Page text section start
Why Are Banks Falling More Than The Market?

Below shows that 3 of the 4 major Australian banks share prices have fallen ~10% more than the market.

Interestingly, CBA has lost less than the overall market despite the media scrutiny and reputational damage experienced during the Royal Commission. Investors in Australian bank shares are most worried about two potential issues:

  1. Businesses being hit so hard by the slowdown that they will be unable to make repayments on their loans and may default.
  2. Unemployment rates increasing and some customers being unable to make personal lending and mortgage repayments.

There are a number of other impacts on banks, but these are the most significant factors driving these significant share price drops.

Will Banks Be Ok?

It is important to remember that since the global financial crisis of 2008, regulators and banks have been working hard to make Banks safer and better placed for events such as the current pandemic. Specifically:

  1. More Capital – Australian banks hold ~2x more capital than pre-2008. Capital levels help absorb unexpected losses arising from events such as the one we are in.
  2. More Cash / Liquids – Since 2008, banks hold more High-Quality Liquid Assets (“HQLA”) which are assets that can easily be converted to cash. Having more cash allows banks to meet the demands of depositors if many of them decide to withdraw their money (“a bank run”).
Page text section end
Check each statement against the text on bank share prices and answer yes or no, quoting the words from the text that settle it. 1. CBA's share price fell further than the overall market. 2. Australian banks now hold roughly twice as much capital as they did before 2008. 3. Rising unemployment is one of the two issues bank investors worry about most.
Records provided section start
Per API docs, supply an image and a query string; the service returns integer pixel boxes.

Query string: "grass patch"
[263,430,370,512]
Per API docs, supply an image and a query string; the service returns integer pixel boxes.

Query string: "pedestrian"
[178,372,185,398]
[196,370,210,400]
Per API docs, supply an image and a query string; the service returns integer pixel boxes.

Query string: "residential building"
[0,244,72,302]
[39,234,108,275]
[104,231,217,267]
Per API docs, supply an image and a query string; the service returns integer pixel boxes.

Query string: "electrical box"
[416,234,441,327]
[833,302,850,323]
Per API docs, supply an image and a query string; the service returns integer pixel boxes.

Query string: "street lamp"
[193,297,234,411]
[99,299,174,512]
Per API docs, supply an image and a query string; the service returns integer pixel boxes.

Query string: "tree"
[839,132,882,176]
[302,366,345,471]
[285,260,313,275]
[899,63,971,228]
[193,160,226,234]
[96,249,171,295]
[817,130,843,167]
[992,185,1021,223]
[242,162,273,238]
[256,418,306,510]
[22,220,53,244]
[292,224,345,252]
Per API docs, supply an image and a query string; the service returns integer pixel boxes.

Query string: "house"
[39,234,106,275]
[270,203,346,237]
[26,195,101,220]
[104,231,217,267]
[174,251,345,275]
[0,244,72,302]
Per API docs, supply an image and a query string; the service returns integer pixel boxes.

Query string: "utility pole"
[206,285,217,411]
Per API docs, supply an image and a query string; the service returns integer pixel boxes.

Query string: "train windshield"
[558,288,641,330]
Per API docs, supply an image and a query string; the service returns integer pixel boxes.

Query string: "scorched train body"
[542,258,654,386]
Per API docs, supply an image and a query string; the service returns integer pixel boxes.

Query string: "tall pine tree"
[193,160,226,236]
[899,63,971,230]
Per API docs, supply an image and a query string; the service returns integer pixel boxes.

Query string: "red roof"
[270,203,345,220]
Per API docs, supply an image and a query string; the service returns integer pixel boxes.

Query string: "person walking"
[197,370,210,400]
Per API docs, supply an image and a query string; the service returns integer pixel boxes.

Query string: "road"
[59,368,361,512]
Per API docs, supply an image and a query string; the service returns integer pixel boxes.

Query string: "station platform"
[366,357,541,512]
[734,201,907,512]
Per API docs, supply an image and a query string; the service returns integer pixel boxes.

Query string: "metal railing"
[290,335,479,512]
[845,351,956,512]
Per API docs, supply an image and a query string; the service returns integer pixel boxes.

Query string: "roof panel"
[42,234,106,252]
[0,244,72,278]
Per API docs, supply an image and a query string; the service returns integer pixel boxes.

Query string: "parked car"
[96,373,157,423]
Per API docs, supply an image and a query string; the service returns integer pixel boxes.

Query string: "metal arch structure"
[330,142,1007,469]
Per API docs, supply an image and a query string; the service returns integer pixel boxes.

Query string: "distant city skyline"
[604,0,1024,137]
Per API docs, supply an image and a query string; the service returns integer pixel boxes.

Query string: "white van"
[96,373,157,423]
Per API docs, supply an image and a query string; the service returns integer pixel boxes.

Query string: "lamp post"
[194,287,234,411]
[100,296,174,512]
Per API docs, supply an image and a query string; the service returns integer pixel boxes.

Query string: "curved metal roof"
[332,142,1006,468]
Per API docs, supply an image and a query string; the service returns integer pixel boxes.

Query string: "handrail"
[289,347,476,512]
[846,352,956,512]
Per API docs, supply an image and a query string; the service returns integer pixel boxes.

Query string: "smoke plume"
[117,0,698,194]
Records provided section end
» **Problem solution**:
1. No: "CBA has lost less than the overall market"
2. Yes: "Australian banks hold ~2x more capital than pre-2008"
3. Yes: "Unemployment rates increasing and some customers being unable to make personal lending and mortgage repayments."